* **SUPPLIED TEXT**
+++++
The G/M/1 queue flips the generality: inter-arrival times follow a general distribution, while service times are exponential. The notation is General arrivals / Markovian service / 1 server.

General inter-arrival times

Consecutive inter-arrival times are i.i.d. with a general distribution:

• Mean $E[A] = 1/\lambda$
• The distribution can be deterministic, Erlang, hyperexponential, etc.

Exponential service times

Service times are exponentially distributed with rate $\mu$ (mean $1/\mu$). The memoryless property of exponential service is what makes the service side tractable here, just as memoryless arrivals made the arrival side tractable in M/G/1.

Stability again requires $\rho = \lambda/\mu < 1$.

Embedded Markov chain

For G/M/1, the natural embedding points are arrival epochs (not departure epochs as in M/G/1). Let $Q_n$ be the number of customers found in the system by the $n$-th arriving customer. Because service times are exponential, the number of service completions during a general inter-arrival time depends only on how many customers are present and the inter-arrival duration. This makes $\{Q_n\}$ a Markov chain.

The root $\sigma$ and steady-state distribution

The steady-state distribution of the number of customers seen by an arriving customer has a geometric-like form:

$\pi_k = (1 - \sigma)\sigma^k, \quad k = 0, 1, 2, \ldots$

where $\sigma$ is the unique root in $(0, 1)$ of the equation:

$\sigma = \tilde{A}(\mu - \mu\sigma)$

Here $\tilde{A}(s)$ is the Laplace-Stieltjes transform of the inter-arrival time distribution, i.e., $\tilde{A}(s) = E[e^{-sA}]$. Finding $\sigma$ is typically done numerically.
+++++
* **DATA PROVIDED**
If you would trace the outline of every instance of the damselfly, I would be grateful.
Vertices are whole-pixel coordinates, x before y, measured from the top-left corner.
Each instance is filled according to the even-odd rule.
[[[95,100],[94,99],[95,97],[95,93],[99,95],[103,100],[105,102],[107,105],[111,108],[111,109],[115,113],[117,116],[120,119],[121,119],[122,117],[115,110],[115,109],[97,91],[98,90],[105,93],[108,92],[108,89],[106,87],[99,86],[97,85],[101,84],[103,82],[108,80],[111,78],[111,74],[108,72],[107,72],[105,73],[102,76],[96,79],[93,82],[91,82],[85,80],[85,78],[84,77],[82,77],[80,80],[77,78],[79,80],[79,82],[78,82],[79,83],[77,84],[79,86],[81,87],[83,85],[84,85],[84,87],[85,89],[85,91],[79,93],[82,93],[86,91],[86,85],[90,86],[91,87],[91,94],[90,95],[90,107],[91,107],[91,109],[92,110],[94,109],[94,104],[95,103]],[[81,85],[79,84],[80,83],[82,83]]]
+++++
* **ACTIVITY**
Answer these from the G/M/1 queue text above:
1. What distribution do service times follow, and at what rate?
2. Which points serve as the embedding points for the Markov chain in G/M/1?
3. How is the root $\sigma$ typically found?

* **SOLVED PROBLEM**
1. Exponential, with rate $\mu$ (mean $1/\mu$).
2. Arrival epochs.
3. Numerically.